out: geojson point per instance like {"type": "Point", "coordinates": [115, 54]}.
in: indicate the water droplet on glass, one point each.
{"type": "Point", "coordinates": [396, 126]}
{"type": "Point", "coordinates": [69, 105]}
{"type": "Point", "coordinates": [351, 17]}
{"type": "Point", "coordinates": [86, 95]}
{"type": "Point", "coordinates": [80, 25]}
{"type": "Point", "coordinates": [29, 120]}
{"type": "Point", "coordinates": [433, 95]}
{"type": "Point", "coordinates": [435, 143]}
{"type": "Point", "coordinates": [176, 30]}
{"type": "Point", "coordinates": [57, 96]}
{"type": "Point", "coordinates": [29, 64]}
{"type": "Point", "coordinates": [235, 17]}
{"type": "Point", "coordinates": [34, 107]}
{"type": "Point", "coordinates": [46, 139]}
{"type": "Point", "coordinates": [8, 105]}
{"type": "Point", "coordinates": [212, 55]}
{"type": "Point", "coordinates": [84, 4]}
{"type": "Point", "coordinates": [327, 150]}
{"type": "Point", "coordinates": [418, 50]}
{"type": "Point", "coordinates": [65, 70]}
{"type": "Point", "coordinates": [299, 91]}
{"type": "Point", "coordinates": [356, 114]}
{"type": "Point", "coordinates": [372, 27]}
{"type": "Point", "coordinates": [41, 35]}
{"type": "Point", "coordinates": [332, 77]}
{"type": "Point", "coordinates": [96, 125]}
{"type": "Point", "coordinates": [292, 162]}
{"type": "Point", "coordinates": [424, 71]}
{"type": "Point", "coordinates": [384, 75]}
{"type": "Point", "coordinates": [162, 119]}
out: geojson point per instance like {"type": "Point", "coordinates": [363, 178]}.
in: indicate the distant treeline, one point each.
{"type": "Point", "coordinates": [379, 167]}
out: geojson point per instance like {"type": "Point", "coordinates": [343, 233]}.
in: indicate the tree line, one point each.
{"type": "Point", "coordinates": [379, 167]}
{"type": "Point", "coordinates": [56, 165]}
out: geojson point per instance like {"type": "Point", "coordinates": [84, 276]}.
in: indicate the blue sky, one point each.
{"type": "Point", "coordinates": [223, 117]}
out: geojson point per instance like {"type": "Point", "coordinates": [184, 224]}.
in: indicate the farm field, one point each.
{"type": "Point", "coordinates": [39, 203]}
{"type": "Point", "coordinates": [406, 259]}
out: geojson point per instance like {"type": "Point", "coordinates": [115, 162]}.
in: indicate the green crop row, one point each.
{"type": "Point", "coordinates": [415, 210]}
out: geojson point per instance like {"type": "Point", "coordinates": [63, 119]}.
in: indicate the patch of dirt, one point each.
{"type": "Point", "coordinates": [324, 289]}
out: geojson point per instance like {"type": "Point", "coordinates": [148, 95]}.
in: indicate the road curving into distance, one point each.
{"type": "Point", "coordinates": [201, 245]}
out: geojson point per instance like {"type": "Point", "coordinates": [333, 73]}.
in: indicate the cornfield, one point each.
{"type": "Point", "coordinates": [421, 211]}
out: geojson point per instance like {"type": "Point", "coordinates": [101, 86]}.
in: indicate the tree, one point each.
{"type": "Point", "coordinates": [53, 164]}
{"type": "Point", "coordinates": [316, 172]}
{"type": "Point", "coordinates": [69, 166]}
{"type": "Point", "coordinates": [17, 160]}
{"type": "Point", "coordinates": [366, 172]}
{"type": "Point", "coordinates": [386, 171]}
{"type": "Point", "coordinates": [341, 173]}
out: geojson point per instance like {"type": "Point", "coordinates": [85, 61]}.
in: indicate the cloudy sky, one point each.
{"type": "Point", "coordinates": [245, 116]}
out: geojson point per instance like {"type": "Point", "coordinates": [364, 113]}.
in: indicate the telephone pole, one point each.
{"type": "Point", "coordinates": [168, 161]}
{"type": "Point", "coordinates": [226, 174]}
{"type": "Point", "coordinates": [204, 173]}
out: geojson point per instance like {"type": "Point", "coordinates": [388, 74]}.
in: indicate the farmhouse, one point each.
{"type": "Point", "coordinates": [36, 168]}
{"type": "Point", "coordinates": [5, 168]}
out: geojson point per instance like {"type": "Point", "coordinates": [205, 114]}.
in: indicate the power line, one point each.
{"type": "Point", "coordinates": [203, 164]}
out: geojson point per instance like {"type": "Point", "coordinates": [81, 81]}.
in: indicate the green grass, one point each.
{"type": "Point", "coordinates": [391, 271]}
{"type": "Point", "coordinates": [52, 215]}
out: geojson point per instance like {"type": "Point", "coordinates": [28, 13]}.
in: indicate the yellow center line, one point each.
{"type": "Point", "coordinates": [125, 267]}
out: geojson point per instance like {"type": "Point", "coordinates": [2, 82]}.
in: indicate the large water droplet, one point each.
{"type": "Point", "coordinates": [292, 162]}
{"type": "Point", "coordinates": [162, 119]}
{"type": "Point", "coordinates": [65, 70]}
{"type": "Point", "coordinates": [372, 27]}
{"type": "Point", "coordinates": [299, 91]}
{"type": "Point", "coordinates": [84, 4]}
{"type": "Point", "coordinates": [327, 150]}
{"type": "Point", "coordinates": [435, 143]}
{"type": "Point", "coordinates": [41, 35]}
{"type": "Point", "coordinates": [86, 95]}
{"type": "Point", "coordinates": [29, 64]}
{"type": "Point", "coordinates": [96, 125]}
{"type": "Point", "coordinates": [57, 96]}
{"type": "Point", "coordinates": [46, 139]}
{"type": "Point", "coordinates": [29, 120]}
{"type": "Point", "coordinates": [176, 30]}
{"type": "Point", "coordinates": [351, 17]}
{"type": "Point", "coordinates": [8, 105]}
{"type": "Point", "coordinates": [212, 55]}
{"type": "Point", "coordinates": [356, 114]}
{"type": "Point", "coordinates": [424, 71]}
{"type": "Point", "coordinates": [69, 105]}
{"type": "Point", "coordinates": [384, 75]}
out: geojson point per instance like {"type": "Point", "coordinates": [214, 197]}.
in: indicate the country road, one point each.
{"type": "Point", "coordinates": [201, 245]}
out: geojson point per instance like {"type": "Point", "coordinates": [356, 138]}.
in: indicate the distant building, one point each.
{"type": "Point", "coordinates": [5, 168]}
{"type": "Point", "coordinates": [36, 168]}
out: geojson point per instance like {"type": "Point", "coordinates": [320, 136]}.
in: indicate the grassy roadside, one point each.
---
Set down the listing in full, keeping every word exactly as it is.

out: geojson point per instance like {"type": "Point", "coordinates": [115, 54]}.
in: indicate the water droplet on glass, one point each.
{"type": "Point", "coordinates": [396, 126]}
{"type": "Point", "coordinates": [69, 105]}
{"type": "Point", "coordinates": [351, 17]}
{"type": "Point", "coordinates": [86, 95]}
{"type": "Point", "coordinates": [80, 25]}
{"type": "Point", "coordinates": [29, 120]}
{"type": "Point", "coordinates": [433, 95]}
{"type": "Point", "coordinates": [435, 143]}
{"type": "Point", "coordinates": [176, 30]}
{"type": "Point", "coordinates": [57, 96]}
{"type": "Point", "coordinates": [29, 64]}
{"type": "Point", "coordinates": [235, 17]}
{"type": "Point", "coordinates": [34, 107]}
{"type": "Point", "coordinates": [46, 139]}
{"type": "Point", "coordinates": [8, 105]}
{"type": "Point", "coordinates": [212, 55]}
{"type": "Point", "coordinates": [84, 4]}
{"type": "Point", "coordinates": [327, 150]}
{"type": "Point", "coordinates": [418, 50]}
{"type": "Point", "coordinates": [65, 70]}
{"type": "Point", "coordinates": [299, 91]}
{"type": "Point", "coordinates": [356, 114]}
{"type": "Point", "coordinates": [372, 27]}
{"type": "Point", "coordinates": [41, 35]}
{"type": "Point", "coordinates": [332, 77]}
{"type": "Point", "coordinates": [96, 125]}
{"type": "Point", "coordinates": [292, 162]}
{"type": "Point", "coordinates": [424, 71]}
{"type": "Point", "coordinates": [384, 75]}
{"type": "Point", "coordinates": [162, 119]}
out: geojson point per instance like {"type": "Point", "coordinates": [363, 178]}.
in: indicate the distant treeline, one point each.
{"type": "Point", "coordinates": [379, 167]}
out: geojson point per instance like {"type": "Point", "coordinates": [343, 233]}.
in: indicate the tree line, one point each.
{"type": "Point", "coordinates": [379, 167]}
{"type": "Point", "coordinates": [56, 165]}
out: geojson point per instance like {"type": "Point", "coordinates": [84, 276]}.
in: indicate the blue sky, one point each.
{"type": "Point", "coordinates": [223, 117]}
out: geojson point per instance like {"type": "Point", "coordinates": [184, 224]}.
in: indicate the farm field, one point each.
{"type": "Point", "coordinates": [39, 203]}
{"type": "Point", "coordinates": [406, 259]}
out: geojson point per instance like {"type": "Point", "coordinates": [115, 162]}.
in: indicate the green crop row, one point each.
{"type": "Point", "coordinates": [415, 210]}
out: geojson point per instance like {"type": "Point", "coordinates": [63, 119]}.
in: indicate the patch of dirt, one point each.
{"type": "Point", "coordinates": [324, 289]}
out: geojson point per instance like {"type": "Point", "coordinates": [148, 95]}.
in: indicate the road curving into distance, one point each.
{"type": "Point", "coordinates": [201, 245]}
out: geojson point per instance like {"type": "Point", "coordinates": [333, 73]}.
in: indicate the cornfield, one point each.
{"type": "Point", "coordinates": [421, 211]}
out: geojson point per instance like {"type": "Point", "coordinates": [101, 86]}.
in: indicate the tree, one point each.
{"type": "Point", "coordinates": [53, 164]}
{"type": "Point", "coordinates": [316, 172]}
{"type": "Point", "coordinates": [69, 166]}
{"type": "Point", "coordinates": [17, 160]}
{"type": "Point", "coordinates": [366, 172]}
{"type": "Point", "coordinates": [386, 171]}
{"type": "Point", "coordinates": [341, 173]}
out: geojson point per instance like {"type": "Point", "coordinates": [85, 61]}.
in: indicate the cloudy sky, one point each.
{"type": "Point", "coordinates": [245, 116]}
out: geojson point per instance like {"type": "Point", "coordinates": [364, 113]}.
in: indicate the telephone pole, one point each.
{"type": "Point", "coordinates": [168, 161]}
{"type": "Point", "coordinates": [226, 174]}
{"type": "Point", "coordinates": [204, 173]}
out: geojson point per instance like {"type": "Point", "coordinates": [388, 74]}.
in: indicate the farmhouse, one point each.
{"type": "Point", "coordinates": [36, 168]}
{"type": "Point", "coordinates": [5, 168]}
out: geojson point per instance like {"type": "Point", "coordinates": [205, 114]}.
in: indicate the power line, one point each.
{"type": "Point", "coordinates": [203, 164]}
out: geojson point per instance like {"type": "Point", "coordinates": [81, 81]}.
in: indicate the green grass, one point each.
{"type": "Point", "coordinates": [391, 271]}
{"type": "Point", "coordinates": [52, 215]}
out: geojson point per instance like {"type": "Point", "coordinates": [28, 13]}.
in: indicate the yellow center line, one point each.
{"type": "Point", "coordinates": [125, 267]}
out: geojson point per instance like {"type": "Point", "coordinates": [2, 82]}.
in: indicate the large water droplet, one point each.
{"type": "Point", "coordinates": [292, 162]}
{"type": "Point", "coordinates": [162, 119]}
{"type": "Point", "coordinates": [65, 70]}
{"type": "Point", "coordinates": [372, 27]}
{"type": "Point", "coordinates": [299, 91]}
{"type": "Point", "coordinates": [84, 4]}
{"type": "Point", "coordinates": [327, 150]}
{"type": "Point", "coordinates": [435, 143]}
{"type": "Point", "coordinates": [41, 35]}
{"type": "Point", "coordinates": [86, 95]}
{"type": "Point", "coordinates": [29, 64]}
{"type": "Point", "coordinates": [96, 125]}
{"type": "Point", "coordinates": [57, 96]}
{"type": "Point", "coordinates": [46, 139]}
{"type": "Point", "coordinates": [29, 120]}
{"type": "Point", "coordinates": [176, 30]}
{"type": "Point", "coordinates": [351, 17]}
{"type": "Point", "coordinates": [8, 105]}
{"type": "Point", "coordinates": [212, 55]}
{"type": "Point", "coordinates": [356, 114]}
{"type": "Point", "coordinates": [424, 71]}
{"type": "Point", "coordinates": [69, 105]}
{"type": "Point", "coordinates": [384, 75]}
out: geojson point per instance like {"type": "Point", "coordinates": [214, 197]}.
in: indicate the country road, one point each.
{"type": "Point", "coordinates": [201, 245]}
out: geojson point per instance like {"type": "Point", "coordinates": [356, 138]}.
in: indicate the distant building, one point each.
{"type": "Point", "coordinates": [5, 168]}
{"type": "Point", "coordinates": [36, 168]}
out: geojson point per instance like {"type": "Point", "coordinates": [320, 136]}.
in: indicate the grassy roadside, one point each.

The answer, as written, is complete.